[[ TEXT FOR ANALYSIS open ]]

We’re currently in the midst of world Coronavirus pandemic meaning that many countries have had to ‘lock-down’ their residents – especially here in Europe – to stop the spread of the virus. Here in the UK, workers have been told to work from home if possible, and certainly not travel unless necessary & important. As a result of this, many factories and other industries have simply had to close down for the foreseeable future, either following the government advice, to protect their workers or simply because their customers aren’t using their services anymore. However, one of the effects of this huge slow-down in manufacturing and industry has been a massive reduction in pollution.
residents of Punjab in India are able to see the peaks of the Himalayas for the first time in 30 years
For example, on the news today, apparently residents of Punjab in India are able to see the peaks of the Himalayas for the first time in 30 years, after a massive drop in pollution caused by the country’s Coronavirus lock-down (implemented on 22nd March 2020). In China, NASA and European Space Agency pollution monitoring satellites have detected a significant decrease in nitrogen dioxide over China. The evidence points to the economic slowdown following the outbreak of Coronavirus. And here in the UK, some cities have seen levels of nitrogen dioxide plummet by up-to 60% compared to the same period last year due to people simply not using their cars since the country went into ‘lock-down’.

[[ TEXT FOR ANALYSIS closed ]]
[[ EXTRACTED ENTRIES open ]]

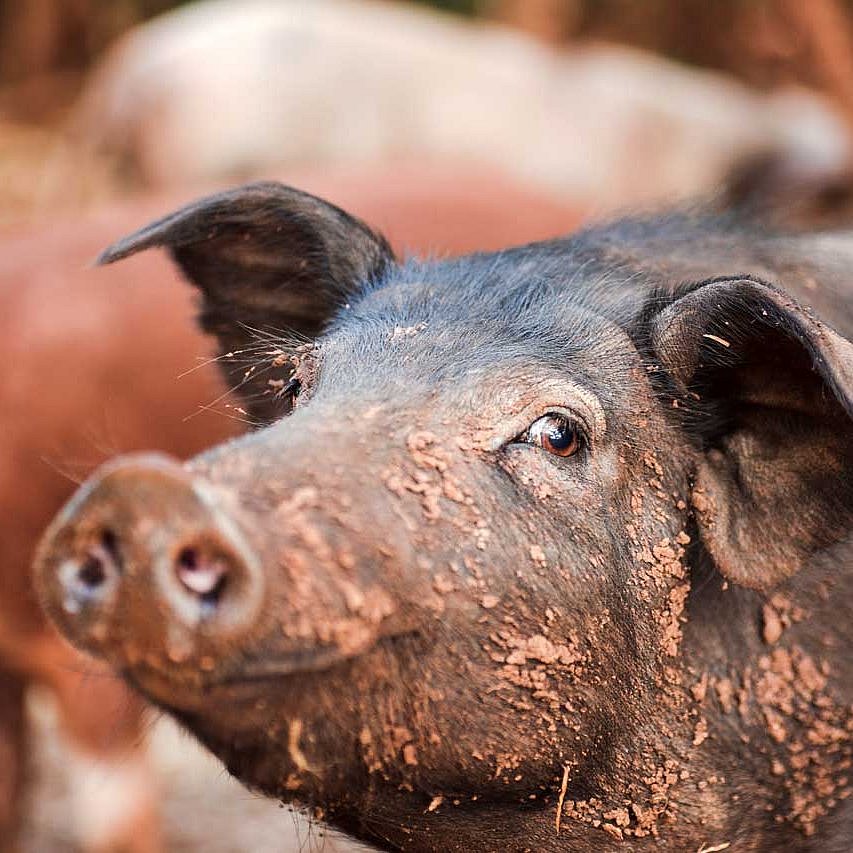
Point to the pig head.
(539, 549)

[[ EXTRACTED ENTRIES closed ]]
[[ EXTRACTED ENTRIES open ]]

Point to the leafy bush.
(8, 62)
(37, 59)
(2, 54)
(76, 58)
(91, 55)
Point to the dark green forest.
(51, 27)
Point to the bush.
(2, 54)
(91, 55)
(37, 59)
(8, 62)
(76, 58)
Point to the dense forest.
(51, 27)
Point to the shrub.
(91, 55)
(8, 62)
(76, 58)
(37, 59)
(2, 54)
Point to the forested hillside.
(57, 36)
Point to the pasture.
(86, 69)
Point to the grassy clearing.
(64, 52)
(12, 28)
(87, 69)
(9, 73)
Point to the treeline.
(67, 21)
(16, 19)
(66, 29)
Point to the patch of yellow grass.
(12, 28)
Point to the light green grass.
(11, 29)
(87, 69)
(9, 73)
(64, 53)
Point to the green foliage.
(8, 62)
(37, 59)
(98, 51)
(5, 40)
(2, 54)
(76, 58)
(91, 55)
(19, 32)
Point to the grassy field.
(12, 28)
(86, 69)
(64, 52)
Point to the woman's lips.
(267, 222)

[[ EXTRACTED ENTRIES closed ]]
[[ EXTRACTED ENTRIES open ]]

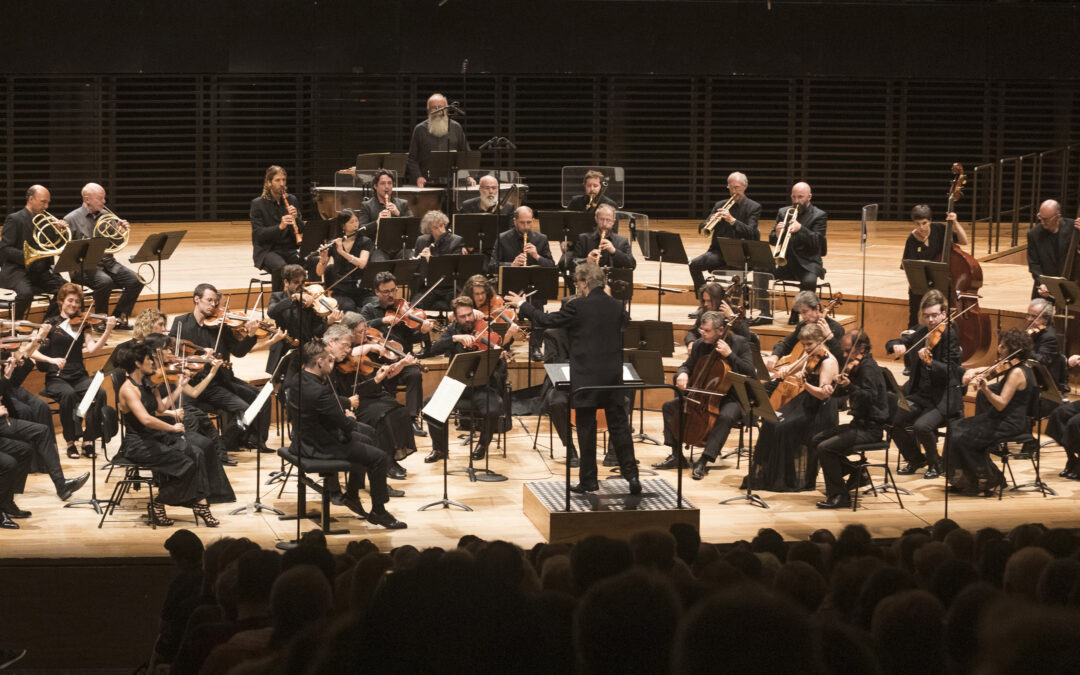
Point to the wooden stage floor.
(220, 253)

[[ EXTRACTED ENTRIES closed ]]

▶ WORK TASK 1:
Answer these from the text on the pandemic and pollution:
(a) What have workers in the UK been told to do?
(b) On what date was India's lock-down put in place?
(c) By up to how much has nitrogen dioxide fallen in some UK cities?
▶ WORK TASK 2:
In the text on the pandemic and pollution, copy out the passage that starts at the words "We’re currently in" and stops after "reduction in pollution.".
▶ WORK TASK 3:
List every country named in the text on the pandemic and pollution.

▶ REPLY 1:
(a) Work from home if possible, and not travel unless it is necessary and important.
(b) 22nd March 2020.
(c) Up to 60%, compared to the same period last year.

▶ REPLY 2:
We’re currently in the midst of world Coronavirus pandemic meaning that many countries have had to ‘lock-down’ their residents – especially here in Europe – to stop the spread of the virus. Here in the UK, workers have been told to work from home if possible, and certainly not travel unless necessary & important. As a result of this, many factories and other industries have simply had to close down for the foreseeable future, either following the government advice, to protect their workers or simply because their customers aren’t using their services anymore. However, one of the effects of this huge slow-down in manufacturing and industry has been a massive reduction in pollution.

▶ REPLY 3:
The UK, India, China